**SOURCE PASSAGE:**
*-*-*
I'm aiming at providing one-search-box-for-everything model in search engine project, like LinkedIn.
I've tried to express my problem using an analogy.
Let's assume that each result is an article and has multiple dimensions like author, topic, conference (if that's a publication), hosted website, etc.
Some sample queries:
"information retrieval papers at IEEE by authorXYZ": three dimensions {topic, conf-name, authorname}
"ACM paper by authoABC on design patterns" : three dimensions {conf-name, author, topic}
"Multi-threaded programming at javaranch" : two dimensions {topic, website}
I've to identify those dimensions and corresponding keywords in a big query before I can retrieve the final result from the database.
Points
- I've access to all the possible values to all the dimensions. For example, I've all the conference names, author names, etc.
- There's very little overlap of terms across dimensions.
My approach (naive)
Using Lucene, index all the keywords in each dimension with a dedicated field called "dimension" and another field with actual value. Ex:
1) {name:IEEE, dimension:conference}, etc.
*-*-*
**TO BE DONE:**
1. Decide whether each statement agrees with the forum post on one-box search. Answer yes or no for each, and quote the words from the post that settle it.
(a) The writer has every possible value for every dimension.
(b) Terms overlap heavily from one dimension to another.
(c) The query about multi-threaded programming at javaranch involves three dimensions.
2. In the forum post on one-box search, which library does the naive approach use to index the keywords of each dimension?
3. Carry on the forum post on one-box search from the point where it stops.
*-*-*
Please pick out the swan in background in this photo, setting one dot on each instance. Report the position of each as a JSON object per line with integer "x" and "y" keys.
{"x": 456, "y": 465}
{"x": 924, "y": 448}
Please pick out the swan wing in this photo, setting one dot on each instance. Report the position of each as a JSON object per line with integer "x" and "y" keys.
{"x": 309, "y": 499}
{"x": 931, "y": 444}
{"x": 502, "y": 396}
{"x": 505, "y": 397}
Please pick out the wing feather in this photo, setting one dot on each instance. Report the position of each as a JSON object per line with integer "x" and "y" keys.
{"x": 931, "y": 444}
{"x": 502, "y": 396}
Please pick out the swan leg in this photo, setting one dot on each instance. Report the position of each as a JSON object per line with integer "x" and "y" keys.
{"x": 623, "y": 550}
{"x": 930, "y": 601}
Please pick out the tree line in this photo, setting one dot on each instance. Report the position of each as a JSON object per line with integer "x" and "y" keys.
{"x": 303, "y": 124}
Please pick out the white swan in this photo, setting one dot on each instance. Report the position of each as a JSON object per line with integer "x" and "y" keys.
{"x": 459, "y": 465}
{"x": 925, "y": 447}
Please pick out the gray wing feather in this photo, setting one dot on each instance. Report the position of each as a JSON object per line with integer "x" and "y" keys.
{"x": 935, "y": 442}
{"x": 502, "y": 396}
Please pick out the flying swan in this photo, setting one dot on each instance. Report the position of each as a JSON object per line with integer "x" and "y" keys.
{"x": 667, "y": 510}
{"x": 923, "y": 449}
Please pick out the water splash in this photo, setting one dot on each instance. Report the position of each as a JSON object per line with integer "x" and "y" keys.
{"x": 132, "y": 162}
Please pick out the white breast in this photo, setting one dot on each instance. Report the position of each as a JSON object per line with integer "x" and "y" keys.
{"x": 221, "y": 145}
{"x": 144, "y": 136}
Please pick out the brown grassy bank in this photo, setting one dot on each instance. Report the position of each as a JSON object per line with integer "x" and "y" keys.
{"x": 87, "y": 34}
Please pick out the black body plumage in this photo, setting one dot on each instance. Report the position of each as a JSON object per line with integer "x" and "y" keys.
*-*-*
**ANSWERS TO THE EXERCISE:**
1.
(a) Yes: "I've access to all the possible values to all the dimensions."
(b) No: "There's very little overlap of terms across dimensions."
(c) No: "two dimensions {topic, website}"

2. Lucene.

3.
2) {name:ooad, dimension:topic}, etc.
3) {name:xyz, dimension:author}, etc.
- Search the index with the query as-it-is.
- Iterate through results up to some extent and recognize first document with a new dimension.
Problems
- Not sure when to stop recognizing the dimensions from the result set. For example, the query may contain only two dimensions but the results may match 3 dimensions.
- If I want to include spell-checking as well, it becomes more complex and the results tend to be less accurate.
References to papers, articles, or pointing-out the right terminology that describes my problem domain, etc. would certainly help.
Any guidance is highly appreciated.